**Document:**
---

33 129 Wijziging van Boek 7 van het Burgerlijk Wetboek en de Uitvoeringswet huurprijzen woonruimte (huurverhoging op grond van inkomen)

J VERSLAG VAN EEN SCHRIFTELIJK OVERLEG

Vastgesteld 5 februari 2013

De vaste commissie voor Binnenlandse Zaken en de Hoge Colleges van Staat/Algemene Zaken en Huis der Koningin1 discussieert al geruime tijd met de minister voor Wonen en Rijksdienst over de technische uitvoerbaarheid van een huurbelasting als alternatief voor een huurverhoging op grond van inkomen zoals mogelijk gemaakt door de wetsvoorstellen 33 129 en 33 330.

De commissie dankt de minister voor zijn laatste brief van 16 januari 2013.2

Naar aanleiding van deze brief heeft de commissie de minister op 29 januari 2013 een nieuwe brief gestuurd.

De minister heeft op 5 februari 2013 gereageerd.

De commissie brengt bijgaand verslag uit van het gevoerde schriftelijk overleg.

De griffier van de vaste commissie voor Binnenlandse Zaken en de Hoge Colleges van Staat/Algemene Zaken en Huis der Koningin, Fred Bergman

BRIEF AAN DE MINISTER VOOR WONEN EN RIJKSDIENST

Den Haag, 29 januari 2013

Al geruime tijd discussieert de vaste commissie voor Binnenlandse Zaken en de Hoge Colleges van Staat/Algemene Zaken en Huis der Koningin met u over de technische uitvoerbaarheid van een huurbelasting als alternatief voor een huurverhoging op grond van inkomen zoals mogelijk gemaakt door de wetsvoorstellen 33 129 en 33 330. De commissie dankt u voor uw laatste brief van 16 januari 2013.3 Constaterend dat de inhoudelijke gedachtewisseling verder naar aanleiding van wetsvoorstellen kan plaatsvinden, wil de commissie één antwoord van de minister apart belichten en op één ander punt nader ingaan.

---

**Aangeleverd materiaal:**
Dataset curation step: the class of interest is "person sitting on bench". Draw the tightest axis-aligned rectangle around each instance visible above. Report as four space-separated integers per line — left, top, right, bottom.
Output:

---

**Opdrachten:**
A. Herhaal woordelijk het deel van het verslag dat begint met "J VERSLAG VAN" en doorloopt tot en met "5 februari 2013 gereageerd.".
B. Beantwoord de volgende vragen over het verslag.
(i) Op welke datum is het verslag vastgesteld?
(ii) Wie is de griffier van de vaste commissie?
(iii) Op welke datum stuurde de commissie de minister een nieuwe brief?
De lijst heb je voor geen enkele opdracht nodig.

**Antwoorden op volgorde:**
A.
J VERSLAG VAN EEN SCHRIFTELIJK OVERLEG

Vastgesteld 5 februari 2013

De vaste commissie voor Binnenlandse Zaken en de Hoge Colleges van Staat/Algemene Zaken en Huis der Koningin1 discussieert al geruime tijd met de minister voor Wonen en Rijksdienst over de technische uitvoerbaarheid van een huurbelasting als alternatief voor een huurverhoging op grond van inkomen zoals mogelijk gemaakt door de wetsvoorstellen 33 129 en 33 330.

De commissie dankt de minister voor zijn laatste brief van 16 januari 2013.2

Naar aanleiding van deze brief heeft de commissie de minister op 29 januari 2013 een nieuwe brief gestuurd.

De minister heeft op 5 februari 2013 gereageerd.

B.
(i) 5 februari 2013
(ii) Fred Bergman
(iii) 29 januari 2013